◆ **Stored entries**:
************

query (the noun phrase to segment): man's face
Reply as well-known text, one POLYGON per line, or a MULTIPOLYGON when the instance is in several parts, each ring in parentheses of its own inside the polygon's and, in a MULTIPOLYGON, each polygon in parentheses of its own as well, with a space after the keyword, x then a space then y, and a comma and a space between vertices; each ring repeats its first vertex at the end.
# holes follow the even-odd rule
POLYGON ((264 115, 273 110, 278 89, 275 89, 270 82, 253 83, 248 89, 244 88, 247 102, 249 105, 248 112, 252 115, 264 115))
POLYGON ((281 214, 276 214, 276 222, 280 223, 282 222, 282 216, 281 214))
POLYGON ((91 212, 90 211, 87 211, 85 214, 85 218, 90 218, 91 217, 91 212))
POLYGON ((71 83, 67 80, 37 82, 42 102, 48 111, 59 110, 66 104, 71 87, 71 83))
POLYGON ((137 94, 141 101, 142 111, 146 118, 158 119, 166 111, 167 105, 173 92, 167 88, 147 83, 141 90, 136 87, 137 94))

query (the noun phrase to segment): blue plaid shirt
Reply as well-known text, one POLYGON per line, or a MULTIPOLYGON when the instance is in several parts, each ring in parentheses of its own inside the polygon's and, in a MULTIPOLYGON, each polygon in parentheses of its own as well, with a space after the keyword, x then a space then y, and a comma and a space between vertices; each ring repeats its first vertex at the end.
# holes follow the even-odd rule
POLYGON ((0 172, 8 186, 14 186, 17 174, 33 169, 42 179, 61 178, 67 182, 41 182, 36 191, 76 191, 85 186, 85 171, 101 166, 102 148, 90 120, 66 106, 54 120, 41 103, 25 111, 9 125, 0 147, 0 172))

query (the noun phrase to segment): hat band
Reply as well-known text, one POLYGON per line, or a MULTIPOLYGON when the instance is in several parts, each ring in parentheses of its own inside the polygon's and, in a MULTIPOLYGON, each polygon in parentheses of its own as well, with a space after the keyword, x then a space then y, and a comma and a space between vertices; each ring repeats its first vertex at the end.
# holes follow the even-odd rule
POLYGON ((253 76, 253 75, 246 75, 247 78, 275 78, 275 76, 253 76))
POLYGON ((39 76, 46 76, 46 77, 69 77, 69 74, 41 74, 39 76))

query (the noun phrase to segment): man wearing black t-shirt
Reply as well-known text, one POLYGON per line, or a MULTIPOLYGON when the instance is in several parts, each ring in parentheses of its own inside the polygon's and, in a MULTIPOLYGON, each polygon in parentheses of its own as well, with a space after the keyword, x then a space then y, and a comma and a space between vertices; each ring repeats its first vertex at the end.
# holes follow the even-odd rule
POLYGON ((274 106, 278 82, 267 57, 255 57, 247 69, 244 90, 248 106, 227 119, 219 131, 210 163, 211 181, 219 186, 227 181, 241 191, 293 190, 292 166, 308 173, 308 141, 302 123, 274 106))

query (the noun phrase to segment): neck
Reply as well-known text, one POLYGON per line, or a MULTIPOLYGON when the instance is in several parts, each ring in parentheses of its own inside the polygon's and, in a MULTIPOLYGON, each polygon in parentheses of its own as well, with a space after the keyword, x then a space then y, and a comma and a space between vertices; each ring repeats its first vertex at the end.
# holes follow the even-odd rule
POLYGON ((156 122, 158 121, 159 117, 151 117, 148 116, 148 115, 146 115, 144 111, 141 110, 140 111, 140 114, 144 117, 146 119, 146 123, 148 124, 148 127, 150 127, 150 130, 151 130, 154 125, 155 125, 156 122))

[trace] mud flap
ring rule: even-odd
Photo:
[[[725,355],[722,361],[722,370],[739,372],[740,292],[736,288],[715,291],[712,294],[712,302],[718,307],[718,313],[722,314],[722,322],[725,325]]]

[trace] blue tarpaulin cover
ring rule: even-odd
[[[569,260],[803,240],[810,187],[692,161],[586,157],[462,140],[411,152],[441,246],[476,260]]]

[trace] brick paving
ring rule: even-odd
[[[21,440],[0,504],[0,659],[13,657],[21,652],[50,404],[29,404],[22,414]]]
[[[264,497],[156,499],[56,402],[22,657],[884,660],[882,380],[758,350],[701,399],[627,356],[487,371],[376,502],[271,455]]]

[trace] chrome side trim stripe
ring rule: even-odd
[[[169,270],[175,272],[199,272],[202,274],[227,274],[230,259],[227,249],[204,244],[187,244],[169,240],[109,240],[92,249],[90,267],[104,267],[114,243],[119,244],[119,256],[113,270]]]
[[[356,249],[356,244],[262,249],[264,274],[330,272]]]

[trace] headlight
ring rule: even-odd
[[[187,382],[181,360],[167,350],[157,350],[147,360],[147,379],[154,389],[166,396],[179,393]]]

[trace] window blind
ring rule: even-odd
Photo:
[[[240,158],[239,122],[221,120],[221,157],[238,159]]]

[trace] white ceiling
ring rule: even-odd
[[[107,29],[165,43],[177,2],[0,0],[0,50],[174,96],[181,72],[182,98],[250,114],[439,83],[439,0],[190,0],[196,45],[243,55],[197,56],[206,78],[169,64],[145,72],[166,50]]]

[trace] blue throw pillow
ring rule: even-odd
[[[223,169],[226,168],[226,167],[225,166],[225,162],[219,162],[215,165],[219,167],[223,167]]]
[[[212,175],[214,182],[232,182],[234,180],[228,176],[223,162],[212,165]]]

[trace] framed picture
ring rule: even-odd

************

◆ **PROBLEM DESCRIPTION**:
Retype the lines above verbatim, from the first to the last.

◆ **EXERCISE SOLUTION**:
query (the noun phrase to segment): man's face
Reply as well-known text, one POLYGON per line, or a MULTIPOLYGON when the instance is in several parts, each ring in parentheses of its own inside the polygon's and, in a MULTIPOLYGON, each polygon in parentheses of its own as well, with a space after the keyword, x then a space then y, and a comma and a space between vertices; each ring repeats its first vertex at the end.
# holes follow the even-odd rule
POLYGON ((264 115, 273 110, 278 89, 275 89, 270 82, 253 83, 248 89, 244 88, 247 102, 249 105, 248 112, 252 115, 264 115))
POLYGON ((281 214, 276 214, 276 222, 280 223, 282 222, 282 216, 281 214))
POLYGON ((91 212, 90 211, 87 211, 85 214, 85 218, 90 218, 91 217, 91 212))
POLYGON ((71 83, 67 80, 37 82, 42 102, 48 111, 59 110, 66 104, 71 87, 71 83))
POLYGON ((137 94, 141 101, 142 111, 146 118, 158 119, 166 111, 167 105, 173 92, 167 88, 147 83, 141 90, 136 87, 137 94))

query (the noun phrase to segment): blue plaid shirt
Reply as well-known text, one POLYGON per line, or a MULTIPOLYGON when the instance is in several parts, each ring in parentheses of its own inside the polygon's and, in a MULTIPOLYGON, each polygon in parentheses of its own as well, with a space after the keyword, x then a space then y, and a comma and a space between vertices; each ring repeats its first vertex at the end.
# holes follow the even-odd rule
POLYGON ((0 172, 8 186, 14 186, 17 174, 33 169, 42 179, 61 178, 67 182, 41 182, 36 191, 76 191, 85 186, 85 171, 101 166, 102 148, 90 120, 66 106, 54 120, 41 103, 25 111, 9 125, 0 147, 0 172))

query (the noun phrase to segment): hat band
Reply as well-known text, one POLYGON per line, or a MULTIPOLYGON when the instance is in several parts, each ring in parentheses of its own inside the polygon's and, in a MULTIPOLYGON, each polygon in parentheses of its own as well, with a space after the keyword, x then a space then y, and a comma and a space between vertices; each ring repeats its first vertex at the end.
# holes follow the even-odd rule
POLYGON ((253 76, 253 75, 246 75, 247 78, 275 78, 275 76, 253 76))
POLYGON ((39 76, 46 76, 46 77, 69 77, 69 74, 41 74, 39 76))

query (the noun phrase to segment): man wearing black t-shirt
Reply as well-known text, one POLYGON per line, or a MULTIPOLYGON when the instance is in several parts, each ring in parentheses of its own inside the polygon's and, in a MULTIPOLYGON, each polygon in parentheses of its own as well, with a space after the keyword, x then a space then y, and a comma and a space between vertices; each ring repeats its first vertex at the end.
# holes follow the even-odd rule
POLYGON ((274 106, 278 82, 267 57, 255 57, 247 69, 244 90, 248 106, 227 119, 219 131, 210 163, 211 181, 219 186, 227 181, 241 191, 293 190, 292 166, 308 173, 308 141, 302 123, 274 106))

query (the noun phrase to segment): neck
Reply as well-known text, one POLYGON per line, or a MULTIPOLYGON when the instance is in several parts, each ring in parentheses of its own inside the polygon's and, in a MULTIPOLYGON, each polygon in parentheses of its own as well, with a space after the keyword, x then a space then y, and a comma and a space between vertices; each ring repeats its first vertex at the end.
# holes follow the even-odd rule
POLYGON ((156 122, 158 121, 159 117, 151 117, 148 116, 148 115, 146 115, 144 111, 141 110, 140 111, 140 114, 144 117, 146 119, 146 123, 148 124, 148 127, 150 127, 150 130, 151 130, 154 125, 155 125, 156 122))

[trace] mud flap
ring rule: even-odd
Photo:
[[[725,355],[722,361],[722,370],[739,372],[740,292],[736,288],[715,291],[712,294],[712,302],[718,307],[718,313],[722,314],[722,322],[725,325]]]

[trace] blue tarpaulin cover
ring rule: even-odd
[[[569,260],[803,240],[810,187],[692,161],[586,157],[462,140],[411,152],[441,246],[476,260]]]

[trace] brick paving
ring rule: even-odd
[[[21,440],[0,504],[0,659],[13,657],[21,652],[50,404],[29,404],[22,414]]]
[[[264,497],[156,499],[56,402],[22,657],[884,660],[882,380],[758,350],[701,399],[627,356],[487,371],[376,502],[271,455]]]

[trace] chrome side trim stripe
ring rule: even-odd
[[[169,270],[175,272],[199,272],[202,274],[227,274],[230,259],[227,249],[204,244],[187,244],[169,240],[109,240],[92,249],[90,267],[104,267],[114,243],[119,244],[119,256],[113,270]]]
[[[356,249],[356,244],[262,249],[264,274],[330,272]]]

[trace] headlight
ring rule: even-odd
[[[187,382],[181,360],[167,350],[157,350],[147,360],[147,379],[154,389],[166,396],[179,393]]]

[trace] window blind
ring rule: even-odd
Photo:
[[[240,158],[239,122],[221,120],[221,157],[238,159]]]

[trace] white ceiling
ring rule: even-odd
[[[107,29],[165,43],[177,2],[0,0],[0,50],[174,96],[181,72],[182,98],[250,114],[439,83],[439,0],[190,0],[196,45],[243,55],[197,56],[206,78],[169,64],[145,72],[166,50]]]

[trace] blue throw pillow
ring rule: even-odd
[[[223,169],[226,168],[226,167],[225,166],[225,162],[219,162],[215,165],[219,167],[223,167]]]
[[[212,175],[214,182],[232,182],[234,180],[228,176],[223,162],[212,165]]]

[trace] framed picture
ring rule: even-odd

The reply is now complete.